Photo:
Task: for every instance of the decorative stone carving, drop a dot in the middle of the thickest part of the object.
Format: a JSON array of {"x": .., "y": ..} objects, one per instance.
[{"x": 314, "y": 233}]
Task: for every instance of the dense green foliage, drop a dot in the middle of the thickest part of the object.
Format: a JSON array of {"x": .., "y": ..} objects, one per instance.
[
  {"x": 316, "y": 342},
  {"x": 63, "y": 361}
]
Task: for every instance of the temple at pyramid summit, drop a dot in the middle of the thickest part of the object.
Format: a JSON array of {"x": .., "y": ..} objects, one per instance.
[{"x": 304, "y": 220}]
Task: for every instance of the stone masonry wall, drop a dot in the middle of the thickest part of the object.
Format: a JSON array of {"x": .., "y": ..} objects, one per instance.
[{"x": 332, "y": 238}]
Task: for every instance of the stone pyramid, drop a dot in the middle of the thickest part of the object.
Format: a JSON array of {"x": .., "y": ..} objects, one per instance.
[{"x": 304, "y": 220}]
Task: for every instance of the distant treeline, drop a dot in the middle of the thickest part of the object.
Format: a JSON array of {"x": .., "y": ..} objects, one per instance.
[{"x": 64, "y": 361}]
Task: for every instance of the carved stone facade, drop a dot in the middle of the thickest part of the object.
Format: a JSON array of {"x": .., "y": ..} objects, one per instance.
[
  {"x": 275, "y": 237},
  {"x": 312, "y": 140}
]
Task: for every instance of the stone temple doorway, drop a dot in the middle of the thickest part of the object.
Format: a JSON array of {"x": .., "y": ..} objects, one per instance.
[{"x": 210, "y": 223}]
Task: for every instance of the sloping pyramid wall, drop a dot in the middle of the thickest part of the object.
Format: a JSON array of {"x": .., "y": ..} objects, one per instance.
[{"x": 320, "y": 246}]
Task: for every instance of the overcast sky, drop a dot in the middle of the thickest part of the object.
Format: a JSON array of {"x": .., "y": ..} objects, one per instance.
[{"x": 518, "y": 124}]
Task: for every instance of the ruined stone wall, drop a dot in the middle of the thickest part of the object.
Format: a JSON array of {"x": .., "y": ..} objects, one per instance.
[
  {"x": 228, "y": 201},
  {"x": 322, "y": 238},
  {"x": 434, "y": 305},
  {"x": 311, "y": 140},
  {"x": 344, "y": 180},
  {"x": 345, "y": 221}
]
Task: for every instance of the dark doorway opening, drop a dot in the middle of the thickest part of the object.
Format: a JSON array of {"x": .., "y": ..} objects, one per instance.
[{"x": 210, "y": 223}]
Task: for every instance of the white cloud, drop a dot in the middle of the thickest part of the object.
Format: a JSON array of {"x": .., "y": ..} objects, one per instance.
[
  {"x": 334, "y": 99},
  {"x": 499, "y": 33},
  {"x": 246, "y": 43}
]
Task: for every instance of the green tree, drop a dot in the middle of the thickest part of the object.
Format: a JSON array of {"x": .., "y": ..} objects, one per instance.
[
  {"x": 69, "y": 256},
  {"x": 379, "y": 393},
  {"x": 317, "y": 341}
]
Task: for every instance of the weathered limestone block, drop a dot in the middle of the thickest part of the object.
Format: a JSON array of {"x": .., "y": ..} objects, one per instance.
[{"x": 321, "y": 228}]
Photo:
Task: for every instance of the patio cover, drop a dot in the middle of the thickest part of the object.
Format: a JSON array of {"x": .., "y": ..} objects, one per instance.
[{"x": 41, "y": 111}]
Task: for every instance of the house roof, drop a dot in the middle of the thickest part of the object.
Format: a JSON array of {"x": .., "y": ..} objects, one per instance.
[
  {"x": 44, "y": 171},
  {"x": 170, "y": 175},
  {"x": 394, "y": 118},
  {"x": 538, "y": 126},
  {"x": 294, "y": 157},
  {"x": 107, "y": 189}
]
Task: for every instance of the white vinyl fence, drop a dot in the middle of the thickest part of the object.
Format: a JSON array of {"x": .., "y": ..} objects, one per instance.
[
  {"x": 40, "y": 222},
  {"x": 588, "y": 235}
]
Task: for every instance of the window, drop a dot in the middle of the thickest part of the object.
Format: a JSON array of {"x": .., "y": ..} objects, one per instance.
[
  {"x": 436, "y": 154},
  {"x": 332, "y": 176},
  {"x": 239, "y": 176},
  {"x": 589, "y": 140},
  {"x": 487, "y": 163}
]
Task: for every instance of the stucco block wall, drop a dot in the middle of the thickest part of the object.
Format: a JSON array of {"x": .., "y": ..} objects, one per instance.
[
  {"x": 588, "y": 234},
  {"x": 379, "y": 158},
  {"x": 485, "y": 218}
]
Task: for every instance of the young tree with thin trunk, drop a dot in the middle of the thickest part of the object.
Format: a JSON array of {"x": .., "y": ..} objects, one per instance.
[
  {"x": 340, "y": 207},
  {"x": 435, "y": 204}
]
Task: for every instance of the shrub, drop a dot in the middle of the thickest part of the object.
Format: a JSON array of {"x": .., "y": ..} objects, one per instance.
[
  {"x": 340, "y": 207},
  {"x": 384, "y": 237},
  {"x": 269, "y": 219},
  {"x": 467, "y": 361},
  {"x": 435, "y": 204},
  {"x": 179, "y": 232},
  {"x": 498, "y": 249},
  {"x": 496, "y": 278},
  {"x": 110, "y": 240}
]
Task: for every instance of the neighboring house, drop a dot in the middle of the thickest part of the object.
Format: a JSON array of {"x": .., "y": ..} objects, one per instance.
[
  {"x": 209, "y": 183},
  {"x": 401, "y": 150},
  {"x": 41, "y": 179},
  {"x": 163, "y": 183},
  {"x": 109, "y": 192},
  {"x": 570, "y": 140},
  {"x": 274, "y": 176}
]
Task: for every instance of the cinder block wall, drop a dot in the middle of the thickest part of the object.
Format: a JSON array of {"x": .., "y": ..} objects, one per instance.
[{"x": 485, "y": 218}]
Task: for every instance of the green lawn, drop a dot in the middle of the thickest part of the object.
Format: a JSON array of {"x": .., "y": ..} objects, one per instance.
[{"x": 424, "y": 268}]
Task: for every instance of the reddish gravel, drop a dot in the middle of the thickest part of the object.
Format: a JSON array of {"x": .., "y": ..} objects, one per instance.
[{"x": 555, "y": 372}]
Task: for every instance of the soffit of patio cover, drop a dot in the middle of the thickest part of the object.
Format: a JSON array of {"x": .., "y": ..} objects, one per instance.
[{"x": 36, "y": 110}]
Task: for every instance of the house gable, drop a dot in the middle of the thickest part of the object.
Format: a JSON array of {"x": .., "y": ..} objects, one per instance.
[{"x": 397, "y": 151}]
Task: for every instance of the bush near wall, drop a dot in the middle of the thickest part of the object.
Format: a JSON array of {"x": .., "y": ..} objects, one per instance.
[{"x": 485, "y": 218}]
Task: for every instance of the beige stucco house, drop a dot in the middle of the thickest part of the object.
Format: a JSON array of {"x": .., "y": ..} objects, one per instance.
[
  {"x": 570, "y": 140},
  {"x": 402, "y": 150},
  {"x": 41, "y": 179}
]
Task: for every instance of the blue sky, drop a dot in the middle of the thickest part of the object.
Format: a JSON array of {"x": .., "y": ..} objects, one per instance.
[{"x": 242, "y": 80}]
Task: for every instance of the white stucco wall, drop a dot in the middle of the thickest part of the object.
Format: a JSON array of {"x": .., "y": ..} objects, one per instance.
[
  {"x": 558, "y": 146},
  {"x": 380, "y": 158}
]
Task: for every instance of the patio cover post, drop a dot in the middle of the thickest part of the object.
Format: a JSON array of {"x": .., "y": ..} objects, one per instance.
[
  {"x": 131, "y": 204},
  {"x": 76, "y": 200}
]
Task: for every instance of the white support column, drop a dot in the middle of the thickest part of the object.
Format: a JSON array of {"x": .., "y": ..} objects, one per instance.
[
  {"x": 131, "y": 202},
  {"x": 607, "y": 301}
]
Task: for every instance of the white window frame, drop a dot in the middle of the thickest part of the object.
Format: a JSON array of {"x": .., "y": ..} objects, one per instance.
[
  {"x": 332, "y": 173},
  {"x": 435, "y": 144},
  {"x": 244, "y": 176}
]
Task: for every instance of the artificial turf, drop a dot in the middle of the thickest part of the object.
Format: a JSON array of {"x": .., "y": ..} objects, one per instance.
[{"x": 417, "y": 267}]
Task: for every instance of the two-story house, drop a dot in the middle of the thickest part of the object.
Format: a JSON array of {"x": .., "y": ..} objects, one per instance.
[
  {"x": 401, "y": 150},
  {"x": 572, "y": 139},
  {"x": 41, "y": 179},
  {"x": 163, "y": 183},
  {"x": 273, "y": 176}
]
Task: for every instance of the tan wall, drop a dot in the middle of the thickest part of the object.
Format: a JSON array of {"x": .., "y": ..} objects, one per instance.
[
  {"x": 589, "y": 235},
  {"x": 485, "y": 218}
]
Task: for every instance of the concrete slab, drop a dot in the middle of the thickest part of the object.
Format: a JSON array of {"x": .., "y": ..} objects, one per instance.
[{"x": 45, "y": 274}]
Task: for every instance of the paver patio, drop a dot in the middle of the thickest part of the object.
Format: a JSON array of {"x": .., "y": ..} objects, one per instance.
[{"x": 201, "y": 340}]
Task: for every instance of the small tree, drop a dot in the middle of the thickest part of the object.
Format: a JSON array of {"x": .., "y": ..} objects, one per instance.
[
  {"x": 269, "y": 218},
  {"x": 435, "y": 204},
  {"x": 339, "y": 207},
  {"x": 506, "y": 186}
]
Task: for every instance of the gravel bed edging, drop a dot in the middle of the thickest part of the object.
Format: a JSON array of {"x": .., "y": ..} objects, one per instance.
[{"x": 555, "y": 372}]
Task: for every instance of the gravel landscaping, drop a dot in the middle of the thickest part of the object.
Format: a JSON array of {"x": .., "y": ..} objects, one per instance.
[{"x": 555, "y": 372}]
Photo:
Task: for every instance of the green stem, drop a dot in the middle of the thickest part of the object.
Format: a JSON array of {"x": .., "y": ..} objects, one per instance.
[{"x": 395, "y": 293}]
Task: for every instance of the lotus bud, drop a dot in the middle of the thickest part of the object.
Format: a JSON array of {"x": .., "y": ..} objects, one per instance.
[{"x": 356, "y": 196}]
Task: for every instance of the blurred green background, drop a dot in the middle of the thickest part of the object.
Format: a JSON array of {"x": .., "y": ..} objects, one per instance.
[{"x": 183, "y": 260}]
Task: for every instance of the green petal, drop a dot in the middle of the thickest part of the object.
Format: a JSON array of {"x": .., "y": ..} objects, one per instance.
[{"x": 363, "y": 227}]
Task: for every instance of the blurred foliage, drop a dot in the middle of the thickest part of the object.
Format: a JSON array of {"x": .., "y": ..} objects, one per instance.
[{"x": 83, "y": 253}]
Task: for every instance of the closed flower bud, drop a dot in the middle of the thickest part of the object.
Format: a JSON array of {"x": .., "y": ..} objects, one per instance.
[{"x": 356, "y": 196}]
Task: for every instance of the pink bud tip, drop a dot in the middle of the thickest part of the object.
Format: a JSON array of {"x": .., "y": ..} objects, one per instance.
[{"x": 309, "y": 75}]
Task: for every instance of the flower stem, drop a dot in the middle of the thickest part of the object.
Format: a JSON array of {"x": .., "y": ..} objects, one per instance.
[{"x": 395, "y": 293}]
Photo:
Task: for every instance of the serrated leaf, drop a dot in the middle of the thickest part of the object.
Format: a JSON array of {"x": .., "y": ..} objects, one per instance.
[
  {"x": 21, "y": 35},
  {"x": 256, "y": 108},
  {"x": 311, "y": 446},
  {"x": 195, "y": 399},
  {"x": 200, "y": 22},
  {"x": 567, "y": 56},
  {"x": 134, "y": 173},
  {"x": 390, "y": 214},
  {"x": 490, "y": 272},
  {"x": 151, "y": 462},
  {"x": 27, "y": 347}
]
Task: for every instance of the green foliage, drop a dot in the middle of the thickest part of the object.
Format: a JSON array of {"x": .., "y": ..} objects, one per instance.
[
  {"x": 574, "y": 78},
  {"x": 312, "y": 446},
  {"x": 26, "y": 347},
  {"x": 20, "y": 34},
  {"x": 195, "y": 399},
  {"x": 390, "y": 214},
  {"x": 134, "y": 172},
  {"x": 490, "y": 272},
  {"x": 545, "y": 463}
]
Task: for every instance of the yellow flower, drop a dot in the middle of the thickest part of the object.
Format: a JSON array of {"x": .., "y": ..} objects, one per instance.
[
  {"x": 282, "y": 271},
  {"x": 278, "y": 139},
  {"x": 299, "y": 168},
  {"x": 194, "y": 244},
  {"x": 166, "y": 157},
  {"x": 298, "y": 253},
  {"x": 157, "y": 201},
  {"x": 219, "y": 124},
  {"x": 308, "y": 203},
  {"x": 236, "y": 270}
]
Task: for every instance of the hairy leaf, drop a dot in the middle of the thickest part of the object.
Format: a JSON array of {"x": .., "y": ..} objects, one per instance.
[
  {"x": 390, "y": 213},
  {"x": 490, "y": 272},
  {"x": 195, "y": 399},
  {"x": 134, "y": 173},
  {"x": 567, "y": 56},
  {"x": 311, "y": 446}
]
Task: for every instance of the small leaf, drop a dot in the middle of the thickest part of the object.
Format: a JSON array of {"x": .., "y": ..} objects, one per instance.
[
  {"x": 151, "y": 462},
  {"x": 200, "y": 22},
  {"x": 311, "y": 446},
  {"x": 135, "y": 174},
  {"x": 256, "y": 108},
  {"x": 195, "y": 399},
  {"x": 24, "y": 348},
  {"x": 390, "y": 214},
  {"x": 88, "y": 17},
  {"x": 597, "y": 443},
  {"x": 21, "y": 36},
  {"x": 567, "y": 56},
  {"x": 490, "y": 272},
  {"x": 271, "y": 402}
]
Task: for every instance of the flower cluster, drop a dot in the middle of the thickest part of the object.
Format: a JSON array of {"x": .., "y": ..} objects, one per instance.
——————————
__Set task__
Return, word for word, every line from the line with "Task: for every instance of the small leaf, drop" to the final line of the data.

__Solution__
Task: for every instance of the small leaf, drop a dot in the middle of the thickest part of the object.
Format: a JSON array of {"x": .., "y": ..} objects, one per instance.
[
  {"x": 151, "y": 462},
  {"x": 200, "y": 22},
  {"x": 311, "y": 446},
  {"x": 135, "y": 174},
  {"x": 256, "y": 108},
  {"x": 195, "y": 399},
  {"x": 24, "y": 348},
  {"x": 390, "y": 214},
  {"x": 88, "y": 17},
  {"x": 597, "y": 443},
  {"x": 21, "y": 36},
  {"x": 567, "y": 56},
  {"x": 490, "y": 272},
  {"x": 271, "y": 402}
]
Task: for every instance of the flower cluster, drop a dot in the middle of the thickest part of the object.
Format: a JSON array of {"x": .., "y": ..} objects, one per instance.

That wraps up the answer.